_Request_. Quote the entries that follow exactly, leaving none out.
━━━ Records supplied
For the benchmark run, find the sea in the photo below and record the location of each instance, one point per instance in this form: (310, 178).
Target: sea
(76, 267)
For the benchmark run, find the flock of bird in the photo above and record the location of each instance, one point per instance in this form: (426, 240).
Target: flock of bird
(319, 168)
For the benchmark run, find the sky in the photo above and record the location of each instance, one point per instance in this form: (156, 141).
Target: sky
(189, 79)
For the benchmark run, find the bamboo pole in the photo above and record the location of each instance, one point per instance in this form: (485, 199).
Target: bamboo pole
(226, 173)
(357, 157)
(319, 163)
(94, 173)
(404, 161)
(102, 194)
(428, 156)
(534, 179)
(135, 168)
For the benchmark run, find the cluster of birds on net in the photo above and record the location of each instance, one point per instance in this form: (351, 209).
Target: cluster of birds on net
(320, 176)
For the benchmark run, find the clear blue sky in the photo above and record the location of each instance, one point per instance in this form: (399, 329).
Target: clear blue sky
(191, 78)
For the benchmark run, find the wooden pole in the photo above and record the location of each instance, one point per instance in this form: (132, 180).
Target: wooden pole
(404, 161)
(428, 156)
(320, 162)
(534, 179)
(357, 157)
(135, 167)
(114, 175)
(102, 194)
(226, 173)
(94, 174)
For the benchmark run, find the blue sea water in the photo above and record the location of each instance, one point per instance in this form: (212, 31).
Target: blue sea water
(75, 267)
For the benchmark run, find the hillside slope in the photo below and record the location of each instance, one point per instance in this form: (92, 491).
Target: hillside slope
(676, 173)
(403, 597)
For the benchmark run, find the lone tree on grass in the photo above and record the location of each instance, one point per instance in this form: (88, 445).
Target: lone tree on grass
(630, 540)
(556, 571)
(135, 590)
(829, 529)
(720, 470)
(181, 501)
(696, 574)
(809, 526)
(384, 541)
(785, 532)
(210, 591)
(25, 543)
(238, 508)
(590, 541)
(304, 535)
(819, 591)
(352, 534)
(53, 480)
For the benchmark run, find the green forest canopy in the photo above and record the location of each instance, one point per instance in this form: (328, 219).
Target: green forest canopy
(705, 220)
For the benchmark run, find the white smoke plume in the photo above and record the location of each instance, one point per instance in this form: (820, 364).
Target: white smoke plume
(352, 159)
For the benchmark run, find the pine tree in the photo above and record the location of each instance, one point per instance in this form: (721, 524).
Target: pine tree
━━━━━━
_The response_.
For the benchmark run, find the sea in the photo below and record the location of each instance, one point per instance in this form: (310, 178).
Target: sea
(76, 267)
For the benchmark run, find the flock of bird in the photo above and record the location of each instance, one point per instance in this form: (426, 240).
Target: flock of bird
(319, 168)
For the benchmark run, find the sky in the photo above and record the location of each instance, one point per instance in this form: (156, 141).
Target: sky
(189, 79)
For the benchmark run, find the bamboo pole in the photo above and record the location of each instance, one point per instance in this form: (485, 199).
Target: bamboo pole
(226, 173)
(357, 157)
(319, 163)
(94, 173)
(404, 161)
(102, 194)
(428, 156)
(534, 179)
(135, 168)
For the benchmark run, find the cluster of birds on net in the photo above and record the location of each instance, one point per instance in this form: (351, 209).
Target: cluster of birds on net
(320, 176)
For the benchmark run, find the clear blue sky in the photo above and record the location of each instance, one point per instance in this form: (399, 329).
Target: clear blue sky
(191, 78)
For the benchmark run, find the wooden pole in the photo above and record the location of each instance, one point per instance in this form: (132, 180).
Target: wooden pole
(404, 161)
(428, 156)
(320, 162)
(534, 179)
(357, 157)
(135, 167)
(114, 175)
(102, 194)
(226, 173)
(94, 174)
For the benchmark run, find the blue sea water in the photo above and record the location of each instance, one point per instance in this form: (212, 31).
Target: blue sea water
(75, 267)
For the benchmark run, find the hillside slope in the photo below and record the location of each instance, one point per instance in this form: (92, 491).
Target: hillside slope
(676, 173)
(403, 597)
For the benchmark run, find the lone tree on grass in the photo above and record the location of each instance, one point per instance in this form: (88, 445).
Target: lone tree on grass
(630, 540)
(556, 571)
(135, 590)
(829, 529)
(720, 470)
(181, 501)
(696, 574)
(809, 526)
(384, 541)
(785, 532)
(210, 591)
(25, 543)
(238, 508)
(590, 541)
(304, 535)
(819, 591)
(352, 534)
(53, 480)
For the benchmark run, find the green forest canopy in the photo above and record the location of each instance, one point per instance in this form: (328, 219).
Target: green forest canopy
(705, 220)
For the benchmark run, find the white smoke plume in the photo above and record the location of each instance, one point per instance in this form: (820, 364).
Target: white smoke plume
(352, 159)
For the benchmark run, find the pine tree in the photo above and record the location of each instance, one point per instance in this form: (721, 524).
Target: pine tree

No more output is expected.